* [Exercise goal]:
Please rewrite the part that opens with the line containing "and navy striped" and closes with the line containing "[[417, 505, 475, 559]]", switching "Dataset curation" to "Data labeling" and leaving everything else unchanged.

* [Task inputs]:
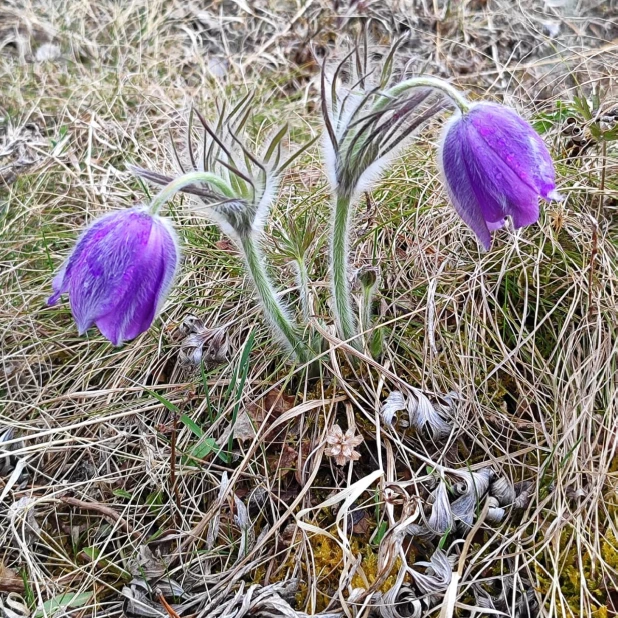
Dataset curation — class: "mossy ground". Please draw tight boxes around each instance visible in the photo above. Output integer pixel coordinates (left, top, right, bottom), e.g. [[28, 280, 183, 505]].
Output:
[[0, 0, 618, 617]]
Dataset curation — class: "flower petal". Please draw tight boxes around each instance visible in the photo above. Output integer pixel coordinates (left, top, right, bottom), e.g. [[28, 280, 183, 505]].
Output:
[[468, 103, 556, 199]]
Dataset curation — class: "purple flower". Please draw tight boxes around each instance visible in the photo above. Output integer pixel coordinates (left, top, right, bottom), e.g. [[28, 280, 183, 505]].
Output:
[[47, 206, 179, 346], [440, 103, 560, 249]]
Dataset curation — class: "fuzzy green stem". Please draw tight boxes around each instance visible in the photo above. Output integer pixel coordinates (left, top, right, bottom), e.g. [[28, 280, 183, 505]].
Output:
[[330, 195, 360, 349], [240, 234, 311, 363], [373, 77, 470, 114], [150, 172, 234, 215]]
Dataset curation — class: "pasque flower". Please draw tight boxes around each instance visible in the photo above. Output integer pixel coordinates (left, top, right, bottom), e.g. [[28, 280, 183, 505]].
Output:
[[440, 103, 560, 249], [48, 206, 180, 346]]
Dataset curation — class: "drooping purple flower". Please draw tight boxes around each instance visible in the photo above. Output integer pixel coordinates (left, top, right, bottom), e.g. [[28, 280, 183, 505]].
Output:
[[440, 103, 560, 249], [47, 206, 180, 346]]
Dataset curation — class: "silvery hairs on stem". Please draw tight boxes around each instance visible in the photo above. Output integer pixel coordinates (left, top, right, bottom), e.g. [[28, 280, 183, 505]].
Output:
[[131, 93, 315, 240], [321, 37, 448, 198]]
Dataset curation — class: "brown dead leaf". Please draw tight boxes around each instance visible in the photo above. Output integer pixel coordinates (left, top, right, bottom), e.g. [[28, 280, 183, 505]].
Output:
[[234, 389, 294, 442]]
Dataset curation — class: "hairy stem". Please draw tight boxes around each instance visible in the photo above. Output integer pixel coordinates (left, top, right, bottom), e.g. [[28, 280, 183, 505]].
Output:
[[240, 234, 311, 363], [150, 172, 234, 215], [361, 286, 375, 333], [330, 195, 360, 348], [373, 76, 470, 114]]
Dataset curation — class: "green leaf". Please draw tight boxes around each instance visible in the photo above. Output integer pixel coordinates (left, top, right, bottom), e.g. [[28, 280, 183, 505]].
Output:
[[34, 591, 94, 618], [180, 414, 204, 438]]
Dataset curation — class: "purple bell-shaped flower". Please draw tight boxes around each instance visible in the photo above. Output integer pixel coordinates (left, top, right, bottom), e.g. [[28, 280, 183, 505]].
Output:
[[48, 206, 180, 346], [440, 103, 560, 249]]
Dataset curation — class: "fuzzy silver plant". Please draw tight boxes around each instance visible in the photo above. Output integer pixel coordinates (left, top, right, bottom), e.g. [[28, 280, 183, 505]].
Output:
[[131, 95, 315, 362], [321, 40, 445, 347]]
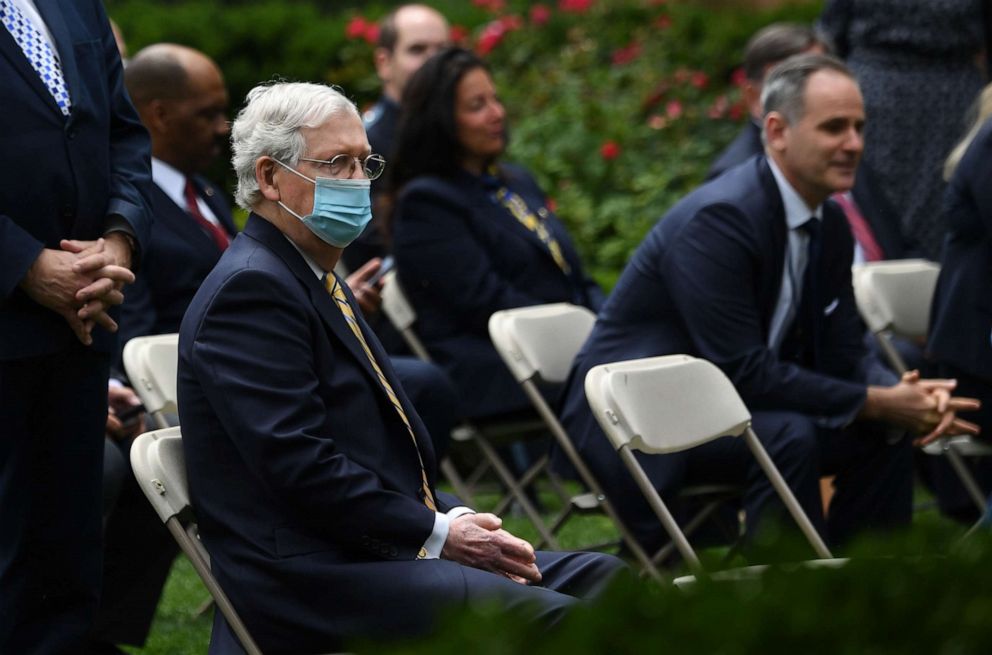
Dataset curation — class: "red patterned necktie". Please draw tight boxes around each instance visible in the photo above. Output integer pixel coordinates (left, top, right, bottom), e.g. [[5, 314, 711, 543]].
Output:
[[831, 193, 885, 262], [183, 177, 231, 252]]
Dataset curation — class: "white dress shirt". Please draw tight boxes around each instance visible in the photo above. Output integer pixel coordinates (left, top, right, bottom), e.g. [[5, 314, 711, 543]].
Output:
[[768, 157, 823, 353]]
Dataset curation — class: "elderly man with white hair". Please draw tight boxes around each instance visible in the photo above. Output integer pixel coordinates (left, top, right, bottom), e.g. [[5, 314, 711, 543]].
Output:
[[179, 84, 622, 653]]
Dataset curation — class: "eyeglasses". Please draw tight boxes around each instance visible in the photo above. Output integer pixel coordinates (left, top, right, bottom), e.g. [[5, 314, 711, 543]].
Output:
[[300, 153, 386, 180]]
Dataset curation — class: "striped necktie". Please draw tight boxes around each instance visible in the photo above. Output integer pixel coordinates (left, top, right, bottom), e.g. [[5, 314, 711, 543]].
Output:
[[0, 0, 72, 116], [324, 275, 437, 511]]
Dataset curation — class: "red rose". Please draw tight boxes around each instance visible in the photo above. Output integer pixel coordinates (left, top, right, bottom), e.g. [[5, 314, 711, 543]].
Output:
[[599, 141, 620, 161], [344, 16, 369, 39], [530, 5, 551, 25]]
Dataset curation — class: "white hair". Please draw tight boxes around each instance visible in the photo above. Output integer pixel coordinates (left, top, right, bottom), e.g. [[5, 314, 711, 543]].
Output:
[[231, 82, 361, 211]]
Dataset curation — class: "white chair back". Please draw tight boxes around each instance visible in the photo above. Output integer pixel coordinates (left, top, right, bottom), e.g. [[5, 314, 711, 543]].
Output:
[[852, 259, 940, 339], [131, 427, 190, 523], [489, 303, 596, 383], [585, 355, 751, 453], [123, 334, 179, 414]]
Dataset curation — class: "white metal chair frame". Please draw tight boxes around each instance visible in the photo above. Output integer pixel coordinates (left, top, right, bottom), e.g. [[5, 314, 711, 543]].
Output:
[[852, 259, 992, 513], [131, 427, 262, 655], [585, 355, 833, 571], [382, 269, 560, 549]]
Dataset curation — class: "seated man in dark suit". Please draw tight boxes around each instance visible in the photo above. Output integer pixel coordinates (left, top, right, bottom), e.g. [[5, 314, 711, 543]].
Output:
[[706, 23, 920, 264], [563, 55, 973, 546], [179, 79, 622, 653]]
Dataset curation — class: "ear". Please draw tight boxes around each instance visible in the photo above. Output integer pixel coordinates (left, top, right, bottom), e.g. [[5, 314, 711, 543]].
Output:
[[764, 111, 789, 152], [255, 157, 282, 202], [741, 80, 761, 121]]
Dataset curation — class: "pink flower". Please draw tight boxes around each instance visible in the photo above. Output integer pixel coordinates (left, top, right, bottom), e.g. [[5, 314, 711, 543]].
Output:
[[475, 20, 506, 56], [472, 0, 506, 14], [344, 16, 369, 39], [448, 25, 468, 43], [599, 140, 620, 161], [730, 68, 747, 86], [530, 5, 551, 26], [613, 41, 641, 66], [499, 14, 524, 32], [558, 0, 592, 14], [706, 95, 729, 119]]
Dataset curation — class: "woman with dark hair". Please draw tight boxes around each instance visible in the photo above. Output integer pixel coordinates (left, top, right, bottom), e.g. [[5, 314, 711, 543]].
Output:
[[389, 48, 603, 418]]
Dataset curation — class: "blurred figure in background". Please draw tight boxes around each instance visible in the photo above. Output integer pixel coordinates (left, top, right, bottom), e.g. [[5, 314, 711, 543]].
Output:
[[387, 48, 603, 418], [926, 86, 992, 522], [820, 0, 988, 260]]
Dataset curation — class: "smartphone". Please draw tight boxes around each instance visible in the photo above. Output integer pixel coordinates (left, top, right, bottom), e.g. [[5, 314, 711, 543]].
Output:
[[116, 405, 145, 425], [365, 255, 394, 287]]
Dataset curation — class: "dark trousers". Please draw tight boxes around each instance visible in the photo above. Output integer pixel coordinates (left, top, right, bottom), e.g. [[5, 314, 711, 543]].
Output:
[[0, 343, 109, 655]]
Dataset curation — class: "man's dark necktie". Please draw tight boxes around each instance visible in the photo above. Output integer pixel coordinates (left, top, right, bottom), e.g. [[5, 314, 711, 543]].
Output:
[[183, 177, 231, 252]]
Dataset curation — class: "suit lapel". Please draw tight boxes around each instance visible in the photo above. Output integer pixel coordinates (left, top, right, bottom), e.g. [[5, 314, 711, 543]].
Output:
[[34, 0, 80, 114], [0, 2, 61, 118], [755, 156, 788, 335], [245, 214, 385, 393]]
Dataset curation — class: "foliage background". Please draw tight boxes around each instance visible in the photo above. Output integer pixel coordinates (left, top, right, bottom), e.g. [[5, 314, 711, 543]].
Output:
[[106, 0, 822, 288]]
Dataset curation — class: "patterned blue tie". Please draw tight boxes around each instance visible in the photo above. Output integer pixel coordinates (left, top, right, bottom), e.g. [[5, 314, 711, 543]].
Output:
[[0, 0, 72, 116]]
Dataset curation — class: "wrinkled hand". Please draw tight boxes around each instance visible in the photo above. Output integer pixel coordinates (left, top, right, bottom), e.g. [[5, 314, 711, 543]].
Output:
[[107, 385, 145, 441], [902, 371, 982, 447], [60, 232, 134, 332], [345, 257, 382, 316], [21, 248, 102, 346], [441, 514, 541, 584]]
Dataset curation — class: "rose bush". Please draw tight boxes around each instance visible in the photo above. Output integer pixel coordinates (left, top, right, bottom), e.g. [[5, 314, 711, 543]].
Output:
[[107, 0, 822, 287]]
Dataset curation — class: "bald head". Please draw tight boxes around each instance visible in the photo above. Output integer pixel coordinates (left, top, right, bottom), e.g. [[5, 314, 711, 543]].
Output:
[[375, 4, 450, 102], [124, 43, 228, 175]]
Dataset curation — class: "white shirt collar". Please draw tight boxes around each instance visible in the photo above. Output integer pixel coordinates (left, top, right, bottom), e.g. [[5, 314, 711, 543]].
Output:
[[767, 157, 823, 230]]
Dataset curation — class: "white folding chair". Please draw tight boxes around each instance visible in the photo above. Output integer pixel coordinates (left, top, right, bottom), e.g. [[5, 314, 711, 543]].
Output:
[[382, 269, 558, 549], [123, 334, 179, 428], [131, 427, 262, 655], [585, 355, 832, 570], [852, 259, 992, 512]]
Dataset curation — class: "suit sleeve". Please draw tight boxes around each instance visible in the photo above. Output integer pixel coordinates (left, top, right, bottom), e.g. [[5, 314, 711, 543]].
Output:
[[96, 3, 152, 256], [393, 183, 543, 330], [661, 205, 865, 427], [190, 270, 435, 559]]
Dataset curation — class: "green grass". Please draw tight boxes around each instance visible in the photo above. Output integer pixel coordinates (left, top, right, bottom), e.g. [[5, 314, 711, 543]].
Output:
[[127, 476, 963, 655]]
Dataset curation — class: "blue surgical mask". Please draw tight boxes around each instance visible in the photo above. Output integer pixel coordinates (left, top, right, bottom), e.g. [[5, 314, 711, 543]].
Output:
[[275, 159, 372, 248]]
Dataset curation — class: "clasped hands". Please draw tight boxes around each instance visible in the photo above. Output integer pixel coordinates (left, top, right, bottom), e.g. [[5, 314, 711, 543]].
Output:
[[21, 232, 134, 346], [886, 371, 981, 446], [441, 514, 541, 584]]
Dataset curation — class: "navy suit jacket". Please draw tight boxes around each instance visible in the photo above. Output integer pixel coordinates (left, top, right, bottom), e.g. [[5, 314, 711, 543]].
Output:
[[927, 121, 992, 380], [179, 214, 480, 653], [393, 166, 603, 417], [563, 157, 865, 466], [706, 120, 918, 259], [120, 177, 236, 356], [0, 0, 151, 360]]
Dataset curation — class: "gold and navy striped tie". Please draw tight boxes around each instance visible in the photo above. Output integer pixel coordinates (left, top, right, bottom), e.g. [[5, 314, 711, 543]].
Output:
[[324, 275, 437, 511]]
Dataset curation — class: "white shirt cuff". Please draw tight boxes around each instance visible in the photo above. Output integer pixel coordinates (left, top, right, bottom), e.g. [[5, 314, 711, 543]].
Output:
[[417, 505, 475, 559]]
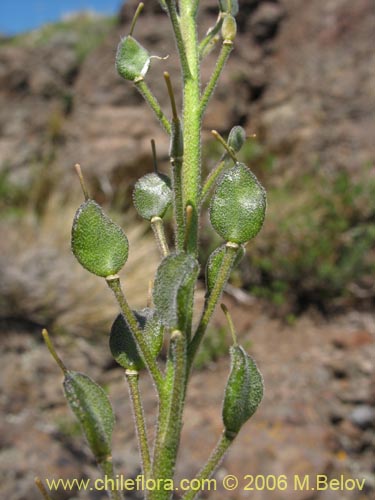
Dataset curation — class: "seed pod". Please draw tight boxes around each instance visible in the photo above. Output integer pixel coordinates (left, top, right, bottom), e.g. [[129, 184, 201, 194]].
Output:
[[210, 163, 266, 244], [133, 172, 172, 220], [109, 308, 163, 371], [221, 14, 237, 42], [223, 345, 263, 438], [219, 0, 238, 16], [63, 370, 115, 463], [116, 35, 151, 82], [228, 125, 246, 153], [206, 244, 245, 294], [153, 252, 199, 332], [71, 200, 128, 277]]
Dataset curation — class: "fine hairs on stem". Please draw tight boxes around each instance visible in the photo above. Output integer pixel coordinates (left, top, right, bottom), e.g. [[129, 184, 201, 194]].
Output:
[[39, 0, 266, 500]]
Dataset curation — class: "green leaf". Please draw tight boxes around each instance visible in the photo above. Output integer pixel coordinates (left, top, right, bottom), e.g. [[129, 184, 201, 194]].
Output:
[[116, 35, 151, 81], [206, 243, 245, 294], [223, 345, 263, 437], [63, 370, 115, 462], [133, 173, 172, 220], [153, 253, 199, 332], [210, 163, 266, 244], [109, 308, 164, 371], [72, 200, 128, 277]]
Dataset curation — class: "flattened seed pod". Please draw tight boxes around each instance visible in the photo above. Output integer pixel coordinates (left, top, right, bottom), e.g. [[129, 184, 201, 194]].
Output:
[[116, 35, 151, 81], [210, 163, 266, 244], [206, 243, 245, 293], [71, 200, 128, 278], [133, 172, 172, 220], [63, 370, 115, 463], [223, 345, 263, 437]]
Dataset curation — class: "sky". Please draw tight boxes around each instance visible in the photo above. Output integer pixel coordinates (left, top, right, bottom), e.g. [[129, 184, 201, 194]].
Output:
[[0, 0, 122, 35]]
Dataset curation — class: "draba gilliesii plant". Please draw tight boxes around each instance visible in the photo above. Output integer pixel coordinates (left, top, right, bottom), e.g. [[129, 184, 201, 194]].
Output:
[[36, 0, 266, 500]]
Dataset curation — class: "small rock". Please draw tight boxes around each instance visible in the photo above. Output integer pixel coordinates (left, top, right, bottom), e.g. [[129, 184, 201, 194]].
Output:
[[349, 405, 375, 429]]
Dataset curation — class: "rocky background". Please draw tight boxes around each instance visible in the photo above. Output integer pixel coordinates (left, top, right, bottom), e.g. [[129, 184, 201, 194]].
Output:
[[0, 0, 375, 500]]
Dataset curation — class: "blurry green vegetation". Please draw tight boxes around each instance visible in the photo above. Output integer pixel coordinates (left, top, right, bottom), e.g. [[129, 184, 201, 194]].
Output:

* [Exercise output]:
Data labeling — class: "gold and navy striped tie". Please draw tight boxes around each instance visible in the photo above. Output integer pixel coordinates (left, top, right, bottom), e.g. [[5, 314, 711, 543]].
Output:
[[324, 275, 437, 511]]
Data labeling — class: "white shirt cuff". Please draw tight boxes around each instance visible in the photo above. Output integer pixel coordinates (left, top, right, bottom), e.g. [[5, 314, 711, 543]].
Output:
[[417, 505, 475, 559]]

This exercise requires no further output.